TRY IT: Strip out the pictures and output each remaining line of the data word for word.
── RECORDS FOR PROCESSING
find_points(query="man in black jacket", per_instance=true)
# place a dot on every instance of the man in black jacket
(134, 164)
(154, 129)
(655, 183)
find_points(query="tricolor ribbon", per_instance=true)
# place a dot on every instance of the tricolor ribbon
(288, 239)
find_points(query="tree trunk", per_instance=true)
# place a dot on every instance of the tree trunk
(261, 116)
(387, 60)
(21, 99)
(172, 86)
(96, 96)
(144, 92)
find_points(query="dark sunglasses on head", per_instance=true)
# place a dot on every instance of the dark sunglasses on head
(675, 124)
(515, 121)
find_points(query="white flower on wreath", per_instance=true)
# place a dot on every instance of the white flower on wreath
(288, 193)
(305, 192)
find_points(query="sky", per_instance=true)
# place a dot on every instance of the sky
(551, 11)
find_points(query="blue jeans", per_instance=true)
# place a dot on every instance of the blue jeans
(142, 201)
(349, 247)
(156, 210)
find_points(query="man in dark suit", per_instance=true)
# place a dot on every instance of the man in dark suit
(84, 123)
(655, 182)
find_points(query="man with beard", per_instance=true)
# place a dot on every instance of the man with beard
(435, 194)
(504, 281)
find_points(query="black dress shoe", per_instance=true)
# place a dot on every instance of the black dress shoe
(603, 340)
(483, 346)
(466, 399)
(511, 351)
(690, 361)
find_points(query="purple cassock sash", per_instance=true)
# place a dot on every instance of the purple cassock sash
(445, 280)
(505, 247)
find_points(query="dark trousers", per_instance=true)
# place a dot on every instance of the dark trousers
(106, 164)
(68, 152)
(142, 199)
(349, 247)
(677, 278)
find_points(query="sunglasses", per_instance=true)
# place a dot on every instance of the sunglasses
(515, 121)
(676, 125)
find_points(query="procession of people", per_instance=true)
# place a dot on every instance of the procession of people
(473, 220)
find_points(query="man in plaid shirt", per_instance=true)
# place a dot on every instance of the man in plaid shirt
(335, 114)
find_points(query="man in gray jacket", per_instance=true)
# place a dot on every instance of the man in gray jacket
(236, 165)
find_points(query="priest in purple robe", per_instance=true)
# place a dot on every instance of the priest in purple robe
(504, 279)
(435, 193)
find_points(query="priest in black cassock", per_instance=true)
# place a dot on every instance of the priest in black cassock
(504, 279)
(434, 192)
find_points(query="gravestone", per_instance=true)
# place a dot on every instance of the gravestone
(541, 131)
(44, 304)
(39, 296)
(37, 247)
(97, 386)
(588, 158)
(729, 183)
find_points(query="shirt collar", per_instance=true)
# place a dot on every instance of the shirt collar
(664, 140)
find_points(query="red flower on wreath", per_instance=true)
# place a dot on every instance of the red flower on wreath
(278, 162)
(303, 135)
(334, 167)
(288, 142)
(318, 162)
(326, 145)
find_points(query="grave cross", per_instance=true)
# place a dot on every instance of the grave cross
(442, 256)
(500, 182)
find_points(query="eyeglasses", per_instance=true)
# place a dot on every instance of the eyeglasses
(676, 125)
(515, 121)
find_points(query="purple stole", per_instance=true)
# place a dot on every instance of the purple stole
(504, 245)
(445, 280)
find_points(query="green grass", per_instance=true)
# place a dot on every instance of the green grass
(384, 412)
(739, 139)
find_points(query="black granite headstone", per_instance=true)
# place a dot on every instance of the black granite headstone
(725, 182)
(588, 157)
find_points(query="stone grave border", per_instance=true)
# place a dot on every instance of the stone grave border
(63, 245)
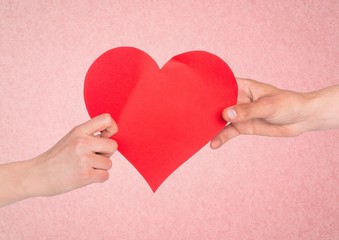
────
EXERCISE ANSWER:
find_points(query="man in black jacket", per_instance=true)
# place a dot on every instance of the man in black jacket
(134, 164)
(154, 129)
(655, 183)
find_points(query="tricolor ribbon", per_instance=true)
# place a dot on every instance of the tricolor ribbon
(288, 239)
find_points(query="tree trunk", per_instance=true)
# place a dot on every instance of the tree trunk
(261, 116)
(387, 60)
(21, 99)
(172, 86)
(96, 96)
(144, 92)
find_points(query="dark sunglasses on head", per_instance=true)
# place a dot on every instance of the dark sunglasses on head
(675, 124)
(515, 121)
find_points(query="white flower on wreath", per_instance=true)
# place a dot on every instance of the white flower on wreath
(288, 193)
(305, 192)
find_points(query="sky", per_instance=true)
# place a dot on every instance of the sky
(551, 11)
find_points(query="blue jeans", per_instance=true)
# place a dot on every instance of the blue jeans
(142, 201)
(349, 247)
(156, 210)
find_points(query="man in dark suit", per_instance=true)
# place a dot on every instance of the man in dark suit
(84, 123)
(655, 182)
find_points(query="man with beard", per_instance=true)
# place a dot on every instance of the man with beard
(435, 194)
(504, 281)
find_points(query="black dress shoe", per_instance=true)
# place a dot on every instance of the black dress shoe
(603, 340)
(483, 346)
(466, 399)
(511, 351)
(690, 361)
find_points(query="purple cassock sash", per_instance=true)
# place a dot on every instance of the purple cassock sash
(445, 280)
(505, 247)
find_points(query="dark trousers", per_instance=true)
# place a dot on every instance of the dark trousers
(106, 164)
(68, 152)
(142, 199)
(349, 247)
(677, 278)
find_points(query="sunglasses", per_instance=true)
# place a dot on every instance of the sunglasses
(515, 121)
(676, 125)
find_points(query="procession of people", per_instance=true)
# place a dot on every instance of the procession of people
(473, 220)
find_points(query="man in plaid shirt", per_instance=true)
# place a dot on every instance of the man in plaid shirt
(335, 114)
find_points(query="man in gray jacket", per_instance=true)
# place a dot on every instance of the man in gray jacket
(236, 165)
find_points(query="priest in purple robe", per_instance=true)
# place a dot on every instance of the priest in purple robe
(504, 279)
(435, 193)
find_points(query="priest in black cassock", per_instance=true)
# place a dot on every instance of the priest in black cassock
(504, 279)
(434, 192)
find_points(query="gravestone", per_instance=true)
# place a dot on every instance of the gravestone
(541, 131)
(44, 304)
(39, 296)
(37, 247)
(97, 386)
(588, 158)
(729, 183)
find_points(query="shirt collar", per_instance=true)
# place a dot on every instance of the shirt collar
(664, 140)
find_points(query="red flower on wreath", per_instance=true)
# place a dot on every instance of the red flower on wreath
(278, 162)
(303, 135)
(334, 167)
(288, 142)
(318, 162)
(326, 145)
find_points(query="grave cross", per_instance=true)
# place a dot on every instance of the grave cross
(442, 256)
(500, 182)
find_points(query="eyeglasses", per_instance=true)
# place a dot on every instance of the eyeglasses
(676, 125)
(515, 121)
find_points(query="purple stole", per_instance=true)
# place a dot on every instance of the purple stole
(504, 245)
(445, 280)
find_points(query="green grass", per_instance=true)
# place a dot on every instance of the green grass
(384, 412)
(739, 139)
find_points(query="black granite headstone", per_instance=true)
# place a dot on every instance of the black granite headstone
(725, 182)
(588, 157)
find_points(query="stone grave border", per_instance=true)
# place a dot on every instance of the stone grave border
(63, 245)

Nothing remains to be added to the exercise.